DIRECTIONS:
In the listing below, find the line holding "Where can you spot the shoreline" and the line holding "Where can you spot the larch". Write out those two lines and all lines between, exactly, and nothing more.

▬▬▬▬▬▬▬▬▬▬

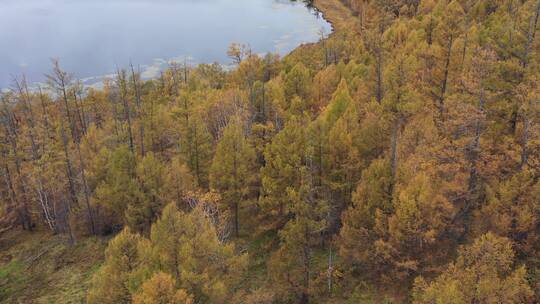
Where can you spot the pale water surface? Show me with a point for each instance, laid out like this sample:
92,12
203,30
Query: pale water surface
94,37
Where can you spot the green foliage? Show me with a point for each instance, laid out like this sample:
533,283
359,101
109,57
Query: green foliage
233,170
483,273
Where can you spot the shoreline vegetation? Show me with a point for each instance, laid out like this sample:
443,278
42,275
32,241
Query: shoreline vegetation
395,161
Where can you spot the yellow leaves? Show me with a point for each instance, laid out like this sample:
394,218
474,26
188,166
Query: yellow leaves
482,273
160,289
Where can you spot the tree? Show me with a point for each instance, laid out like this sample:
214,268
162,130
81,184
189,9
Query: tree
143,209
196,148
119,187
112,283
482,273
233,169
186,245
284,156
365,222
292,265
160,289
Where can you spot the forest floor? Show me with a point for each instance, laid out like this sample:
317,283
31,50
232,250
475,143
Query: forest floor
38,267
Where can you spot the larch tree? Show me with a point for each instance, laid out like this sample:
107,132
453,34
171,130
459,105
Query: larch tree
233,170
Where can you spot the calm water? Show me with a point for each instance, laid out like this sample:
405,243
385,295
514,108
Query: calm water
93,37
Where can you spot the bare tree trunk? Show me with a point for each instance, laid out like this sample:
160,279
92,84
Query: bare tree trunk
122,87
137,90
446,72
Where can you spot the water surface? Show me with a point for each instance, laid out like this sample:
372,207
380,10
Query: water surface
94,37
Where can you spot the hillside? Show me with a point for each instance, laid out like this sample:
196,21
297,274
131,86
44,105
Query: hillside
397,160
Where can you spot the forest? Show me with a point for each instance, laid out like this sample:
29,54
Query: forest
395,161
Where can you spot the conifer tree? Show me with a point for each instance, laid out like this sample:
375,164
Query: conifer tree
233,169
483,273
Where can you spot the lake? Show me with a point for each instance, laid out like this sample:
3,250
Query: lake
93,37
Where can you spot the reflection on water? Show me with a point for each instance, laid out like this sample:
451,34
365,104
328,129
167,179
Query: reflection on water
94,37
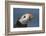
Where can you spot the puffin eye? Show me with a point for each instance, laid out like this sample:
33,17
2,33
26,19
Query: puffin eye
24,16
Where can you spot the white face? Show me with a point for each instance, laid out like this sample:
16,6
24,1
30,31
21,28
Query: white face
25,18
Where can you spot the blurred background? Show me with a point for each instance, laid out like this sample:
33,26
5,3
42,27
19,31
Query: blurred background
18,12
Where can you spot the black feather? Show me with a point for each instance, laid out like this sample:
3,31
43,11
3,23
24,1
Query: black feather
18,24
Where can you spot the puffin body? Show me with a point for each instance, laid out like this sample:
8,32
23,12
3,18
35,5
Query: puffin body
22,22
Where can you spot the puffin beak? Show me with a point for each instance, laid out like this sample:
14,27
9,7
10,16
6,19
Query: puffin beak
30,16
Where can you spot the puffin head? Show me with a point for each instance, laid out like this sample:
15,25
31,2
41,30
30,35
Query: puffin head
25,18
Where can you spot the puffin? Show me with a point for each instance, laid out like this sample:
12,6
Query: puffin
25,18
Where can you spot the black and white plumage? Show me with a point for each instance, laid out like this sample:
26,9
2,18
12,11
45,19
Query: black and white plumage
22,22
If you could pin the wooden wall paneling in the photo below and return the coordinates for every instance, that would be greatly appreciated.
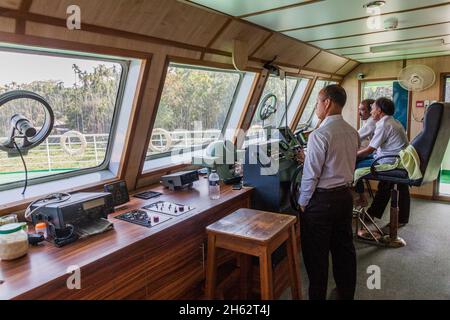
(24, 8)
(7, 25)
(217, 35)
(137, 109)
(168, 19)
(53, 36)
(144, 127)
(10, 4)
(303, 102)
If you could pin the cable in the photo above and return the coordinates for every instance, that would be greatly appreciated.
(50, 199)
(24, 165)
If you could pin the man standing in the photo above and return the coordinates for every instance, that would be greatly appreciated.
(367, 130)
(326, 200)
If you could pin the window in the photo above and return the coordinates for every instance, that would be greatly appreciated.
(377, 89)
(276, 87)
(84, 94)
(195, 107)
(309, 118)
(295, 90)
(444, 180)
(447, 89)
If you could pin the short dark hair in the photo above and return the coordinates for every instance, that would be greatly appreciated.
(386, 105)
(368, 103)
(336, 94)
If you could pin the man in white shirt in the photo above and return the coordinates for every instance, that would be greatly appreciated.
(326, 200)
(368, 128)
(389, 139)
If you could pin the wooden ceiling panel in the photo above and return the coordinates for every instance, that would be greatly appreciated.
(400, 57)
(393, 36)
(244, 7)
(328, 11)
(327, 61)
(401, 52)
(7, 24)
(348, 67)
(288, 51)
(10, 4)
(346, 29)
(253, 35)
(168, 19)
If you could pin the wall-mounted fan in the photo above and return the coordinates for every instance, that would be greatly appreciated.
(416, 77)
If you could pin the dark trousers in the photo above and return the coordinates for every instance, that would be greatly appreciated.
(383, 197)
(326, 226)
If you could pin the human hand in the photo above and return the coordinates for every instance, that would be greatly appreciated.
(300, 156)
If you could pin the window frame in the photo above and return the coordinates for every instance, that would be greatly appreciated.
(58, 53)
(227, 118)
(297, 84)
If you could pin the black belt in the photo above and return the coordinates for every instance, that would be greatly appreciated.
(341, 188)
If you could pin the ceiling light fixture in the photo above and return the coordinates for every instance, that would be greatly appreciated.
(408, 45)
(374, 4)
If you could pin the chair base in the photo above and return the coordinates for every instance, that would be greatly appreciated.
(389, 242)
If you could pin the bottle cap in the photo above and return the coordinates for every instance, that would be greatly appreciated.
(12, 228)
(41, 225)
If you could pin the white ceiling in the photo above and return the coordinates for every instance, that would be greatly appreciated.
(341, 26)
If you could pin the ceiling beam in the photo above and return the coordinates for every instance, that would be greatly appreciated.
(21, 23)
(290, 6)
(365, 17)
(381, 31)
(58, 22)
(217, 35)
(387, 42)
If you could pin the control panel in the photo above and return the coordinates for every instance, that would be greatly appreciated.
(144, 218)
(172, 209)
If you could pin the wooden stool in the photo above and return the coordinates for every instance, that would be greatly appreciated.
(254, 233)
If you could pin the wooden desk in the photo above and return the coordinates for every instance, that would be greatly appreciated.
(130, 262)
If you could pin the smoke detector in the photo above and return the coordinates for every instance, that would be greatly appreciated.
(390, 24)
(374, 4)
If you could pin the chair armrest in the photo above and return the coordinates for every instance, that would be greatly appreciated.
(373, 170)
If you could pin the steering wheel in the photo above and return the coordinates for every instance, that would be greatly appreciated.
(268, 106)
(294, 192)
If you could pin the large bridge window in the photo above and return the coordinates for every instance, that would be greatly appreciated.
(275, 86)
(195, 106)
(84, 95)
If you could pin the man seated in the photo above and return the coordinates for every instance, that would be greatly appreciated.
(389, 139)
(368, 128)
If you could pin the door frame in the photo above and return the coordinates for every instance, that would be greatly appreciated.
(436, 194)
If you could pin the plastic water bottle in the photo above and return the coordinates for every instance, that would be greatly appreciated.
(214, 186)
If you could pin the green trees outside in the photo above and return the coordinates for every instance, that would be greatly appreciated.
(192, 95)
(87, 106)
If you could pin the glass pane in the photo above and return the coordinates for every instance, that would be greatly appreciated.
(274, 86)
(377, 89)
(82, 94)
(194, 107)
(309, 118)
(447, 90)
(444, 185)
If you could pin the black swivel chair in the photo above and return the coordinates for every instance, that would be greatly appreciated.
(430, 145)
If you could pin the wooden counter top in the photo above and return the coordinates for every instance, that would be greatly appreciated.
(48, 263)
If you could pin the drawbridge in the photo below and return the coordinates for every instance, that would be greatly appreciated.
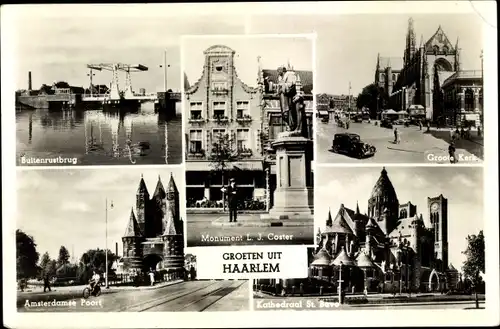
(114, 93)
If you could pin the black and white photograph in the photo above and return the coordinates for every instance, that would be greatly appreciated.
(101, 93)
(406, 89)
(110, 240)
(249, 139)
(393, 238)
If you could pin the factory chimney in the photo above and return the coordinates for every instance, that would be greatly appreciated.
(30, 87)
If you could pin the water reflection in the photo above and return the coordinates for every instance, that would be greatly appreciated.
(100, 137)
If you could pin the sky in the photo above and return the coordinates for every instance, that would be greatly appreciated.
(58, 48)
(462, 186)
(274, 51)
(67, 207)
(347, 45)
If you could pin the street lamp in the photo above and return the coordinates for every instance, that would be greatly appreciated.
(106, 252)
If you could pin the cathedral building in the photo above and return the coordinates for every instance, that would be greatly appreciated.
(389, 247)
(154, 236)
(418, 81)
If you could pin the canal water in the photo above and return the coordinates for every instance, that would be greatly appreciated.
(98, 137)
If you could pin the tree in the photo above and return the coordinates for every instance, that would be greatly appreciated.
(474, 263)
(222, 154)
(27, 256)
(63, 258)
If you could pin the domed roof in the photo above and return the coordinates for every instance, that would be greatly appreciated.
(343, 259)
(383, 187)
(322, 258)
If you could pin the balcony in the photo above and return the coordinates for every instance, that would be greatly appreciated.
(196, 119)
(196, 155)
(245, 152)
(245, 119)
(220, 90)
(220, 119)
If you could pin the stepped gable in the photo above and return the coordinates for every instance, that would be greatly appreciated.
(132, 229)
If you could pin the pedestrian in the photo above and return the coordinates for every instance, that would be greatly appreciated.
(152, 276)
(451, 152)
(46, 283)
(232, 199)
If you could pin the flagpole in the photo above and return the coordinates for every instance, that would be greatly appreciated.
(106, 265)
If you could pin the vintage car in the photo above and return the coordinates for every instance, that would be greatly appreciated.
(386, 123)
(351, 145)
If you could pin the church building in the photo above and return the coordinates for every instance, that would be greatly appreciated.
(389, 247)
(429, 83)
(154, 236)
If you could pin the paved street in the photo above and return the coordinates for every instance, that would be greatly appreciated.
(416, 145)
(194, 296)
(201, 226)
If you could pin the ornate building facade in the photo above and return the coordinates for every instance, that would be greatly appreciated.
(219, 104)
(389, 247)
(154, 237)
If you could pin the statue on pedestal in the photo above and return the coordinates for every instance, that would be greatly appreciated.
(291, 102)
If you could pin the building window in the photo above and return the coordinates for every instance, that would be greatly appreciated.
(242, 139)
(218, 133)
(219, 86)
(195, 138)
(242, 109)
(219, 109)
(195, 109)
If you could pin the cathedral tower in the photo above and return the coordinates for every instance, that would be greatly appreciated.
(142, 200)
(383, 204)
(132, 247)
(173, 236)
(438, 215)
(410, 43)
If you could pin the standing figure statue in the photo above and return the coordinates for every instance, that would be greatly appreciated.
(291, 102)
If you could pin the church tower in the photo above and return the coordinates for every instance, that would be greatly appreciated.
(132, 247)
(142, 200)
(438, 216)
(410, 43)
(173, 235)
(383, 204)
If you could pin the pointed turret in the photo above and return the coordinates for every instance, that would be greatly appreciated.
(142, 186)
(132, 229)
(172, 188)
(159, 190)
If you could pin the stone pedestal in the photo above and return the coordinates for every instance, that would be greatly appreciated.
(294, 196)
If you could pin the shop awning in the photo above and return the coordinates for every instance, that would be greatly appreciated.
(238, 165)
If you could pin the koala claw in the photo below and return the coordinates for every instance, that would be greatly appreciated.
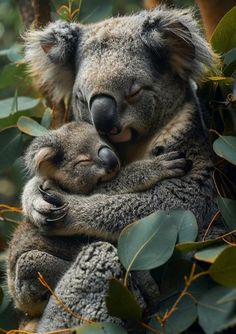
(48, 220)
(50, 198)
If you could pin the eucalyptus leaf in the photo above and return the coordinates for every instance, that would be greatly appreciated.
(210, 254)
(31, 127)
(15, 104)
(121, 302)
(11, 147)
(12, 74)
(190, 246)
(100, 328)
(230, 56)
(1, 295)
(224, 36)
(228, 210)
(182, 318)
(148, 243)
(225, 147)
(229, 297)
(214, 316)
(223, 270)
(225, 80)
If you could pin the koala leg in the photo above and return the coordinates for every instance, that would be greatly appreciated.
(83, 288)
(30, 295)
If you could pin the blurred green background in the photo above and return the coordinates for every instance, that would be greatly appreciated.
(14, 82)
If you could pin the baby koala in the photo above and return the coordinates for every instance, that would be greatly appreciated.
(77, 159)
(74, 156)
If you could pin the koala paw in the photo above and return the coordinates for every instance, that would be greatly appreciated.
(44, 204)
(174, 164)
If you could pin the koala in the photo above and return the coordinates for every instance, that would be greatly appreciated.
(131, 78)
(90, 160)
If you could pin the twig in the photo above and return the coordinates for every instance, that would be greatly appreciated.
(188, 281)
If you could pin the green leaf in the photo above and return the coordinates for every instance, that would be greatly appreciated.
(7, 106)
(225, 80)
(47, 118)
(31, 127)
(184, 316)
(190, 246)
(223, 270)
(148, 243)
(210, 254)
(186, 224)
(12, 74)
(11, 147)
(224, 36)
(228, 210)
(231, 296)
(100, 328)
(213, 316)
(1, 296)
(121, 302)
(225, 147)
(101, 10)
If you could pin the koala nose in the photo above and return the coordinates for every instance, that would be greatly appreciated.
(108, 159)
(104, 114)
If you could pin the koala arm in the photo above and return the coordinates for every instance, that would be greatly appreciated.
(105, 216)
(144, 174)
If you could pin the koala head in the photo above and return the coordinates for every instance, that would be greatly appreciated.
(74, 156)
(128, 75)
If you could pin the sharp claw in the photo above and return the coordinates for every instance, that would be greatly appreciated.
(50, 198)
(48, 220)
(65, 205)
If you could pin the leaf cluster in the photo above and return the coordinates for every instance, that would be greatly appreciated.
(196, 279)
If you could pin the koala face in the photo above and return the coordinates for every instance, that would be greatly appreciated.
(127, 76)
(74, 156)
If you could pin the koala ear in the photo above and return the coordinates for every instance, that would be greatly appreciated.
(175, 35)
(38, 160)
(42, 158)
(50, 54)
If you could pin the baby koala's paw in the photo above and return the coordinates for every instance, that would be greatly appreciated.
(174, 164)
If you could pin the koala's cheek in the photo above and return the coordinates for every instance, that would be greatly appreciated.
(124, 136)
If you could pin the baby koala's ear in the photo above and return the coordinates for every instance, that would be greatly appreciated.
(38, 159)
(42, 160)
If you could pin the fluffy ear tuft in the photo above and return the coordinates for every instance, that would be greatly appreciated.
(174, 33)
(50, 54)
(37, 159)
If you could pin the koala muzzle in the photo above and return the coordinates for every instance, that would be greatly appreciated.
(108, 159)
(104, 114)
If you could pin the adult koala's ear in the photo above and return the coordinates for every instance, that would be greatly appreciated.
(50, 53)
(175, 35)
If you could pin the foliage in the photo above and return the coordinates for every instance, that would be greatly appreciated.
(197, 279)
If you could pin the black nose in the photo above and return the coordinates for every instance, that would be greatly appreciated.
(108, 159)
(104, 114)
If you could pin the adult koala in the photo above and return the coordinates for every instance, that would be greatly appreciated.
(130, 77)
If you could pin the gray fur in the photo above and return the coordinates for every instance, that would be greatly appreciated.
(155, 53)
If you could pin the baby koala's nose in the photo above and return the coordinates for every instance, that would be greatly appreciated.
(109, 159)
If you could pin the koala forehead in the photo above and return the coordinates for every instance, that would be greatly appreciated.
(112, 53)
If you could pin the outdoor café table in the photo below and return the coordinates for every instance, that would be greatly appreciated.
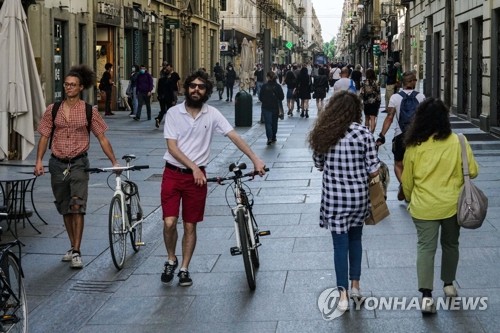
(13, 187)
(27, 168)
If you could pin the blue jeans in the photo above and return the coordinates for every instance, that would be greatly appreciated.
(142, 99)
(271, 123)
(347, 246)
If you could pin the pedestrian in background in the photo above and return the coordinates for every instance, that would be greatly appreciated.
(230, 79)
(188, 130)
(291, 84)
(304, 91)
(320, 87)
(393, 111)
(357, 76)
(432, 180)
(345, 152)
(167, 91)
(271, 95)
(132, 91)
(144, 89)
(370, 94)
(68, 161)
(106, 84)
(219, 79)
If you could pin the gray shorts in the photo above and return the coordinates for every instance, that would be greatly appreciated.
(72, 189)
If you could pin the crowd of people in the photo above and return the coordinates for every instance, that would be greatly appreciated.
(427, 159)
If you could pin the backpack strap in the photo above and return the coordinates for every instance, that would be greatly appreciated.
(55, 108)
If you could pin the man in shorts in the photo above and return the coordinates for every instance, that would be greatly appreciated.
(68, 161)
(393, 110)
(188, 130)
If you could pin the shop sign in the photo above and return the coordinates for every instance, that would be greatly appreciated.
(108, 9)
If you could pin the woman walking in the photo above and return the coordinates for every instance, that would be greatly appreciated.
(432, 179)
(230, 79)
(271, 95)
(370, 94)
(345, 151)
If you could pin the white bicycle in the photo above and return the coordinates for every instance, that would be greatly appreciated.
(125, 211)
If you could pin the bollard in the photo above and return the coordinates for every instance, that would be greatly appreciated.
(243, 109)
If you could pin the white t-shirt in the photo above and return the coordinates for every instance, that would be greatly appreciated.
(395, 102)
(335, 73)
(193, 136)
(342, 84)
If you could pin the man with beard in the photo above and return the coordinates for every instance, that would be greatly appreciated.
(188, 130)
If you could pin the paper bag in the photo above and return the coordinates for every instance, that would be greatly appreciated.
(378, 206)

▬▬▬▬▬▬▬▬▬▬

SOLUTION TO THIS EXERCISE:
Where can you spot the shoreline vegetation? Show me with a point for each instance, laid out like this sample:
443,278
42,275
32,241
Query: shoreline vegetation
395,161
Where can you spot the yellow leaves? Show me with a point for each instance, laid out like this sample:
394,218
474,26
188,166
Query: yellow leaves
482,273
160,289
Where can you spot the tree? Show me with a point for each instance, laid out like this sample:
214,268
162,130
81,184
189,9
Query: tree
143,209
196,148
119,187
112,283
482,273
233,169
186,245
284,156
365,222
292,265
160,289
Where can you spot the forest floor? Show me with a point for each instance, laid out like this sample:
317,283
31,50
232,250
475,143
Query: forest floor
38,267
Where can you spot the larch tree? Show me with a point for each instance, laid out like this sample:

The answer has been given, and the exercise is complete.